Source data
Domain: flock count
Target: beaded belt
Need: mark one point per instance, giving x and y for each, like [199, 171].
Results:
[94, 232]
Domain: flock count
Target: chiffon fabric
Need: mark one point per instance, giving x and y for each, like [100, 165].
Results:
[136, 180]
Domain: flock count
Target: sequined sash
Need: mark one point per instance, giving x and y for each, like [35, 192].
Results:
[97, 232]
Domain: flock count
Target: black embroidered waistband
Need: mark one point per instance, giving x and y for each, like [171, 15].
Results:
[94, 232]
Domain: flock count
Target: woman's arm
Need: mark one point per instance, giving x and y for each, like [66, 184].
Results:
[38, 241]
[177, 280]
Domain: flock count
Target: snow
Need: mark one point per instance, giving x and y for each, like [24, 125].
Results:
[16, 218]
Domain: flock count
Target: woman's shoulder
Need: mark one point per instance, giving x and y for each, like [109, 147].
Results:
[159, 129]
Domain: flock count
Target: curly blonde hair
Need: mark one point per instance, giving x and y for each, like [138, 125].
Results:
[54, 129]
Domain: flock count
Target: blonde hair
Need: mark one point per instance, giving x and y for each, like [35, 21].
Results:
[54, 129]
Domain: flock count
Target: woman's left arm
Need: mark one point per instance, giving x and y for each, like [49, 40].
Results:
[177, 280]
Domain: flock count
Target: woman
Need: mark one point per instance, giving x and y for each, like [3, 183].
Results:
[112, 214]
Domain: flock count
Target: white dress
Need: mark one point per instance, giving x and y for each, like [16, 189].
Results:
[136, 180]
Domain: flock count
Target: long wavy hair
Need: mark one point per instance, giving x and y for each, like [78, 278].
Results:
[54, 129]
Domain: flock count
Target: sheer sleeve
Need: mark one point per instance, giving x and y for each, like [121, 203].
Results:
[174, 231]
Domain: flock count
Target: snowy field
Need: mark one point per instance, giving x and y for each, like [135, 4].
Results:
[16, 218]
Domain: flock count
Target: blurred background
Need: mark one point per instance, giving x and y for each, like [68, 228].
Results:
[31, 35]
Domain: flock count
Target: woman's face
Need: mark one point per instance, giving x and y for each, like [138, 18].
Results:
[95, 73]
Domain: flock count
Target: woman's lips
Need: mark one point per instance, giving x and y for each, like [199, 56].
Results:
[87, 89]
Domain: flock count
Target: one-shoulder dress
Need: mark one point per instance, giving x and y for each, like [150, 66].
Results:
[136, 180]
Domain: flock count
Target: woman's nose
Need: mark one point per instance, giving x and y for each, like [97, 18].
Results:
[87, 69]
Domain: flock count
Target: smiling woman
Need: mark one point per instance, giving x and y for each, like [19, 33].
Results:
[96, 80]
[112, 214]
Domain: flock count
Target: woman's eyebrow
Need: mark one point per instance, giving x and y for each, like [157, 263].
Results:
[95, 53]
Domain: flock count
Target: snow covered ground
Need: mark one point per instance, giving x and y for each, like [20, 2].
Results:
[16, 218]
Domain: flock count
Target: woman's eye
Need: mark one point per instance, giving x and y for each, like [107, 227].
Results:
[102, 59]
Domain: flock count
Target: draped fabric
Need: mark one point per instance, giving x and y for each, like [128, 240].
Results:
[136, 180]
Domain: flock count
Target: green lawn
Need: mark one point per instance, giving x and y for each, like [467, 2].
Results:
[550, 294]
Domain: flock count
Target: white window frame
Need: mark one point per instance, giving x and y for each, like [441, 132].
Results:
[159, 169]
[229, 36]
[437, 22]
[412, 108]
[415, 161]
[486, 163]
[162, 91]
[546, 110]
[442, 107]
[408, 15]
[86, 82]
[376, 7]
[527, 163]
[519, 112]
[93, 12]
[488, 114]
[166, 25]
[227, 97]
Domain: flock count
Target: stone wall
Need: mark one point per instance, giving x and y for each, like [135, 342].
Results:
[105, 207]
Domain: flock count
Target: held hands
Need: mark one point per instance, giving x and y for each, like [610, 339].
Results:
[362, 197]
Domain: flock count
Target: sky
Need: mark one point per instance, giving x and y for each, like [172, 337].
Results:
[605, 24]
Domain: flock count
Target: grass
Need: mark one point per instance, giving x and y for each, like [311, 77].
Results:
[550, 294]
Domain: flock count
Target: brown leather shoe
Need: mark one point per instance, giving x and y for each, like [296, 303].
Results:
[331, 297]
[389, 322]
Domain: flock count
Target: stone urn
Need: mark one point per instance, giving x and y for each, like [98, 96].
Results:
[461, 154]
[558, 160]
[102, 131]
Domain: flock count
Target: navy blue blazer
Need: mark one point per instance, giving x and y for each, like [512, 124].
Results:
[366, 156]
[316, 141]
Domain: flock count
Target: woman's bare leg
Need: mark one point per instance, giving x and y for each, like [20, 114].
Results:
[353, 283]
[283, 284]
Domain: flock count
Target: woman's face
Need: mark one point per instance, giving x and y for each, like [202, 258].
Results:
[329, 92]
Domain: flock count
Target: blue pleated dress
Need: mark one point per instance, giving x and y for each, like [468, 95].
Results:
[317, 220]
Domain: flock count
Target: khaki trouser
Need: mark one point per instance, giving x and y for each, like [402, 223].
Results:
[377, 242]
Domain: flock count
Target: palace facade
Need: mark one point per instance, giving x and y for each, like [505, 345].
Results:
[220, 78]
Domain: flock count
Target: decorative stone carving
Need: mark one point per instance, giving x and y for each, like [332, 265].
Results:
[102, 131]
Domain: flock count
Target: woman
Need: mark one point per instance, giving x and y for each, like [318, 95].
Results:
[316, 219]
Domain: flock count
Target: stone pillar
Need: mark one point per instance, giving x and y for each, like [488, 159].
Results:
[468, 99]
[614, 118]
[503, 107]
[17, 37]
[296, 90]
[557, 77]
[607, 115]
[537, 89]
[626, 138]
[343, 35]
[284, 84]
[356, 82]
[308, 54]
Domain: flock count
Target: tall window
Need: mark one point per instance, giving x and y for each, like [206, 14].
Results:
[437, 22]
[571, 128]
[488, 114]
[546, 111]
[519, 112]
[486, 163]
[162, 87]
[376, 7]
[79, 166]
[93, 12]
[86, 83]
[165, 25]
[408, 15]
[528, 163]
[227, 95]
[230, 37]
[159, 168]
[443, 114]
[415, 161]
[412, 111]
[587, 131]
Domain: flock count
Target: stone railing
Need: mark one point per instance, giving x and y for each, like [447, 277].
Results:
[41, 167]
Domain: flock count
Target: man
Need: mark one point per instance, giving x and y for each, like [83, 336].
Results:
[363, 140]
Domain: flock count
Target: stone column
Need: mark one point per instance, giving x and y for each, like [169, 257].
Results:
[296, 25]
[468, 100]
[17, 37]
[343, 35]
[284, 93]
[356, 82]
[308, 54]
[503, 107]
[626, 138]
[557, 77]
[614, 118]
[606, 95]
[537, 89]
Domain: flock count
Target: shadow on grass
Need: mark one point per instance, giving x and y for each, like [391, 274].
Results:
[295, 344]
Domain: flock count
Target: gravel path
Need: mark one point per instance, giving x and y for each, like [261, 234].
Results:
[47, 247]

Aim of the exercise:
Locate the lines above that hold the word "blonde". Show every one of them.

Task solution:
Target: curly blonde hair
Target: blonde hair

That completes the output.